* TO DO *
Render the lines of the material below as a JSON list of strings, one string per line with blank lines omitted. Begin with the line containing "TARGET = out-of-focus background" and continue through the final line of the material, including both.

* EXTRACTED DATA *
★ ★ ★ ★ ★

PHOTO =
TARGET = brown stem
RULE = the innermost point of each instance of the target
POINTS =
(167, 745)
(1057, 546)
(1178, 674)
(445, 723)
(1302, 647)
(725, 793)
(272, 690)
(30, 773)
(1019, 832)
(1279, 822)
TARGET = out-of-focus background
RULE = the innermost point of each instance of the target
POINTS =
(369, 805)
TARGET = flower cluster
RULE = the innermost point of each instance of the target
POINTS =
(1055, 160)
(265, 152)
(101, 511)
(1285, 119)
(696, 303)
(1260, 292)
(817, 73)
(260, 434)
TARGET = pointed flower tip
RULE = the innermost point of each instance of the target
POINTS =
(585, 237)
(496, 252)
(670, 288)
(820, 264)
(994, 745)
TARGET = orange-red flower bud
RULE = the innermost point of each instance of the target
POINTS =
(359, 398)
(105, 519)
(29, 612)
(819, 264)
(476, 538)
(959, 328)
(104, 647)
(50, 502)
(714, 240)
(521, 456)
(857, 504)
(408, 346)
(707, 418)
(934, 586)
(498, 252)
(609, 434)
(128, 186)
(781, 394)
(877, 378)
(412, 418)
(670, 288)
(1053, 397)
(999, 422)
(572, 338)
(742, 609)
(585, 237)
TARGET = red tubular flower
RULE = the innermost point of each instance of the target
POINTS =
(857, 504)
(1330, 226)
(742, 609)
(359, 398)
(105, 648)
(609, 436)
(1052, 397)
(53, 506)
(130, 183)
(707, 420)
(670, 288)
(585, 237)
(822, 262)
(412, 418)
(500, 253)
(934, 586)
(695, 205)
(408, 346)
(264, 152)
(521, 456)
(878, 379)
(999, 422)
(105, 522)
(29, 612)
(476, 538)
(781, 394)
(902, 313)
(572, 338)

★ ★ ★ ★ ★

* RESULT *
[
  "TARGET = out-of-focus background",
  "RULE = the innermost point of each instance of the target",
  "POINTS =",
  "(369, 805)",
  "TARGET = flower cluster",
  "RULE = the innermost point of each instance of the target",
  "POINTS =",
  "(1055, 160)",
  "(265, 152)",
  "(101, 511)",
  "(1285, 119)",
  "(696, 303)",
  "(1260, 292)",
  "(817, 73)",
  "(260, 434)",
  "TARGET = pointed flower tip",
  "RULE = the innermost point of each instance of the target",
  "POINTS =",
  "(585, 237)",
  "(496, 252)",
  "(670, 288)",
  "(820, 264)",
  "(994, 745)",
  "TARGET = orange-red flower bud",
  "RULE = the innermost point of each instance of the target",
  "POINTS =",
  "(359, 398)",
  "(105, 519)",
  "(29, 612)",
  "(819, 264)",
  "(476, 538)",
  "(959, 328)",
  "(104, 647)",
  "(50, 502)",
  "(714, 240)",
  "(521, 456)",
  "(857, 504)",
  "(408, 346)",
  "(707, 418)",
  "(934, 586)",
  "(498, 252)",
  "(609, 434)",
  "(128, 186)",
  "(781, 394)",
  "(877, 378)",
  "(412, 418)",
  "(670, 288)",
  "(1053, 397)",
  "(999, 422)",
  "(572, 338)",
  "(742, 609)",
  "(585, 237)",
  "TARGET = red tubular flower",
  "RULE = the innermost point of each instance of the target",
  "POINTS =",
  "(857, 504)",
  "(1330, 226)",
  "(742, 609)",
  "(359, 398)",
  "(105, 648)",
  "(609, 436)",
  "(1052, 397)",
  "(53, 506)",
  "(130, 183)",
  "(707, 420)",
  "(670, 288)",
  "(585, 237)",
  "(822, 262)",
  "(412, 418)",
  "(500, 253)",
  "(934, 586)",
  "(695, 205)",
  "(408, 346)",
  "(264, 152)",
  "(521, 456)",
  "(878, 379)",
  "(999, 422)",
  "(105, 522)",
  "(29, 612)",
  "(476, 538)",
  "(781, 394)",
  "(902, 313)",
  "(572, 338)"
]